## Start
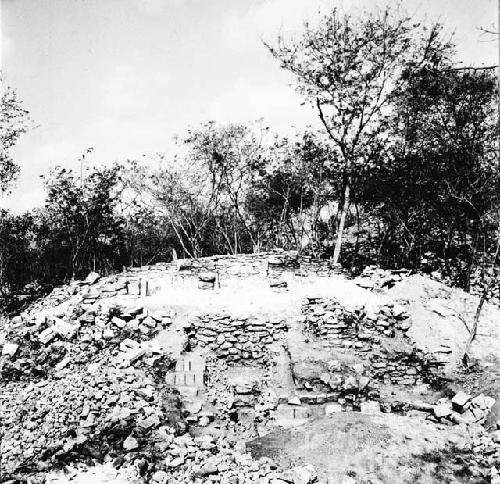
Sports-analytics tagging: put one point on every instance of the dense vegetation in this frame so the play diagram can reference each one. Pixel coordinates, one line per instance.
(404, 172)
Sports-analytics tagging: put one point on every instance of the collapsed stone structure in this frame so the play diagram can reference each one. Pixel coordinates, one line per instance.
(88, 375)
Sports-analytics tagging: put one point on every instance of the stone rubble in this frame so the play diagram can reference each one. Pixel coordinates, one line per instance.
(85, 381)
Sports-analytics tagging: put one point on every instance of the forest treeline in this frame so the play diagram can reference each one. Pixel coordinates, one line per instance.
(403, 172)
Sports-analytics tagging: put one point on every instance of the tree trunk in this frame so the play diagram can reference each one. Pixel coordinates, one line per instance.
## End
## Start
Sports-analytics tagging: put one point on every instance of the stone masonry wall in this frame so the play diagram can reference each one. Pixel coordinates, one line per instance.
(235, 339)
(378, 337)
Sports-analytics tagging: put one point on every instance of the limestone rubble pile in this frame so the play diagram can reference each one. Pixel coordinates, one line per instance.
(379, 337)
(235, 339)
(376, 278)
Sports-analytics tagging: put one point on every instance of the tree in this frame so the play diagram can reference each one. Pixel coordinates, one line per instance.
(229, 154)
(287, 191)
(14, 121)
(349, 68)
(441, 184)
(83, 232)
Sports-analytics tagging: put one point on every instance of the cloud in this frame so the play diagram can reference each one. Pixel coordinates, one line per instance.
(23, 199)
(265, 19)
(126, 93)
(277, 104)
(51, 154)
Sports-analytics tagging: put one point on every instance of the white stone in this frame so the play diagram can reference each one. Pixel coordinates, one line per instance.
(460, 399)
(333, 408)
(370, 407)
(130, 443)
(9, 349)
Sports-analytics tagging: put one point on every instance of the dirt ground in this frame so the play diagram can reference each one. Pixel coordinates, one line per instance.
## End
* _Your instructions_
Could you echo back the listing lines word for word, starting at the line that contains "of the dense" and stopping after the line that contains "the tree trunk"?

* _Solution for this problem_
Sports-analytics tagging: put one point on every instance of the dense vegetation in this frame so the play diagram can reference each one. Pixel coordinates, one line per instance.
(404, 172)
Sports-analytics tagging: put one point on every instance of the collapsed stone structure in this frame so the play diagram can reference each one. Pixel coordinates, one line per instance.
(88, 375)
Sports-analytics tagging: put one point on every instance of the stone rubble in this frame so the play diagram can reference each one. Pixel coordinates, one line per instance.
(85, 381)
Sports-analytics tagging: put one point on every instance of the forest treeline in this frame so the play diagram can reference each one. Pixel coordinates, one line per instance.
(403, 172)
Sports-analytics tagging: put one point on every instance of the tree trunk in this frame so the play diagram can reference each one. Pixel coordinates, one line per instance.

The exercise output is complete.